### ЗАДАНИЕ 1:
Ответьте по отрывку о русской поэзии на вопросы:
(a) В чем автор видит единственный выход?
(b) Как автор называет путь к искусству «с широко распахнутыми дверьми»?
(c) Где автор нашел положительные основания для надежды?
### ЗАДАНИЕ 2:
Допишите одним абзацем отрывок о русской поэзии, начав сразу после его последнего предложения.

### ОТРЫВОК ТЕКСТА:
= = = = =

Отсюда только один выход: возвращение к поэзии как к искусству произносимого слова. Только здесь целостное слово — полно звучащее и властно определяющее — вновь станет подлинным материалом поэзии. Но это не только выход, это и путь — путь к искусству «с широко распахнутыми дверьми», то есть к новому классицизму.
Но можно ли надеяться, что русская поэзия вступит на этот путь? Не знаю, но дальше идти по старому пути, казалось бы, некуда… А положительные основания для надежды я нашел, как это ни странно, в смешной книжке профессора Сережникова, самоуверенно поучающего студисток о том, как надо читать стихи.

= = = = =

### ПРЕДОСТАВЛЕННЫЕ ДАННЫЕ:
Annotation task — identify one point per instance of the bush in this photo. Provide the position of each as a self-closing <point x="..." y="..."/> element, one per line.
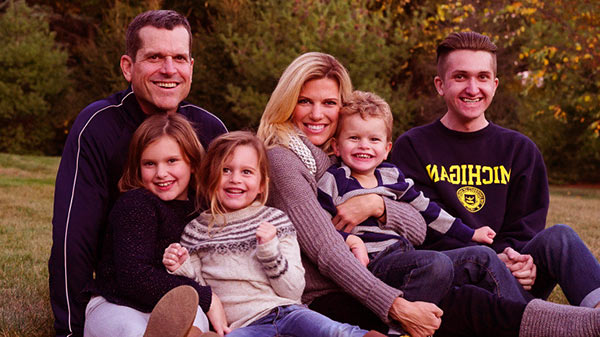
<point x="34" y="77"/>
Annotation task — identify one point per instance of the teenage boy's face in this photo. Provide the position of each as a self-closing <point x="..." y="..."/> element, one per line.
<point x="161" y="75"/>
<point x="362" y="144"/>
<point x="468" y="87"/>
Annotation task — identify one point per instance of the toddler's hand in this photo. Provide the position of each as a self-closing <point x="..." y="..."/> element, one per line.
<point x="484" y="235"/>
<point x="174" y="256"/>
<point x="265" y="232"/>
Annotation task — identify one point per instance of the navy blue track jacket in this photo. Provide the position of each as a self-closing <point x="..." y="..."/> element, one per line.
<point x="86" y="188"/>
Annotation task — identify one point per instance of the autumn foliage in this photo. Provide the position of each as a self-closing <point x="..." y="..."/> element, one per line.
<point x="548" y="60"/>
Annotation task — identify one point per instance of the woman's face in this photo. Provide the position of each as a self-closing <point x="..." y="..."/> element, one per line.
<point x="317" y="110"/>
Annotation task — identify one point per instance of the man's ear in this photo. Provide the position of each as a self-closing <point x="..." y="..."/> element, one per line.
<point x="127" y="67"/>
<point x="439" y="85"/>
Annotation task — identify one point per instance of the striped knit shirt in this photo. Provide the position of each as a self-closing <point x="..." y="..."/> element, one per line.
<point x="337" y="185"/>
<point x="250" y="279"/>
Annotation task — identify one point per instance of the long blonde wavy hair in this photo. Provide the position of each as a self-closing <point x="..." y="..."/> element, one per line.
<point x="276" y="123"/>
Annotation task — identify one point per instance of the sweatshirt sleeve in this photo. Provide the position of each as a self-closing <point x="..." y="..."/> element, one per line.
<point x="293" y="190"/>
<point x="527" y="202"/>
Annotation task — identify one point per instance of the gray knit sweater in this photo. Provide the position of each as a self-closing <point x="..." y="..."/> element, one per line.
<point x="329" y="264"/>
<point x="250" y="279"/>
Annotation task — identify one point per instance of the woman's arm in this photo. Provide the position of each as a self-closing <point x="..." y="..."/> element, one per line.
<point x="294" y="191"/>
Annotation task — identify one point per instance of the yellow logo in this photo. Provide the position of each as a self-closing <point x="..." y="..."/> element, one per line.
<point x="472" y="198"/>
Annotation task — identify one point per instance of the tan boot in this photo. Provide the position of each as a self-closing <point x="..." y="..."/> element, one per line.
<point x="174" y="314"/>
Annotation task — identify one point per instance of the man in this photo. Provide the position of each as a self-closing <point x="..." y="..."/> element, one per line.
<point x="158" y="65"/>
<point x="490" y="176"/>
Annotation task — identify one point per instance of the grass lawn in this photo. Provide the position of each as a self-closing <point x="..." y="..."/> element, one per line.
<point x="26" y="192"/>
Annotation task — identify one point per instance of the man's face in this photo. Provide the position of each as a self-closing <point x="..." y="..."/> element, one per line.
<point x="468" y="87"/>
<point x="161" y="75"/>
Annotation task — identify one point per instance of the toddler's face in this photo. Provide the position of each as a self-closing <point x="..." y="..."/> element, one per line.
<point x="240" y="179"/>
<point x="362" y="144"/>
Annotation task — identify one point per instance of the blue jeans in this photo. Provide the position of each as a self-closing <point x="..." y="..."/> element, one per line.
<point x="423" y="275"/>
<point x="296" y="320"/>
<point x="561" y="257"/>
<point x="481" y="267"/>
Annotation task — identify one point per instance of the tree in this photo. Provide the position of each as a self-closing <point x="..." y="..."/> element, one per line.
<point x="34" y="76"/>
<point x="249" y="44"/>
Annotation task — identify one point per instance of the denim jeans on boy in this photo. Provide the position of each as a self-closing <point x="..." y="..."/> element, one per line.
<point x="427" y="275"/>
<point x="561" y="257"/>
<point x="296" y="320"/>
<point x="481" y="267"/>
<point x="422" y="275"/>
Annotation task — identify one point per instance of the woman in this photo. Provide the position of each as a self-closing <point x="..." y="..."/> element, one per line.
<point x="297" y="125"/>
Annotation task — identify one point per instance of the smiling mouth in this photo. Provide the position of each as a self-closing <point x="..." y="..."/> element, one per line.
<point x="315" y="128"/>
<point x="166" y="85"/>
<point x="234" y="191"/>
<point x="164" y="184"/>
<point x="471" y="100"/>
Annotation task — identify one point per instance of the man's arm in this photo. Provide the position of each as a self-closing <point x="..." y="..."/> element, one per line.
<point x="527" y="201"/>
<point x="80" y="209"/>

= = = = =

### ПИСЬМЕННЫЙ ОТВЕТ 1:
(a) В возвращении к поэзии как к искусству произносимого слова.
(b) Новым классицизмом.
(c) В смешной книжке профессора Сережникова, который поучает студисток, как надо читать стихи.

### ПИСЬМЕННЫЙ ОТВЕТ 2:
2. О формальном методе
Границы словесного искусства крайне неопределенны. И наука, и законодательство, и жизнь пользуются словом, оформляя его сообразно своим заданиям. Указать предел, за которым слово перестает быть художественным словом — теоретически затруднительно. Да и на практике мы далеко не всегда можем с определенностью отнести данное произведение к области художественного слова. Речь идет не только о тех случаях, когда мы нашу субъективную оценку данного произведения выражаем фигурально в суждениях вроде: «это уже не искусство» (здесь мы судим, оставаясь всецело на территории искусства и по его законам). Гораздо сложнее следующее явление: многие словесные произведения воспринимаются нами как безусловно художественные, и в то же время явно выходящие за пределы искусства, в другие, смежные области, напр., иные диалоги Платона, та или иная страница великого историка, «Заратустра» Ницше… Порою такие произведения принадлежат к величайшим, и это не позволяет нам определить их как ублюдочные, малопоказательные и потому ничем не мешающие явственному разграничению смежных областей. Нет, это явление, видимо, не случайное, и возможность подобного синкретизма коренится, несомненно, в самой природе слова.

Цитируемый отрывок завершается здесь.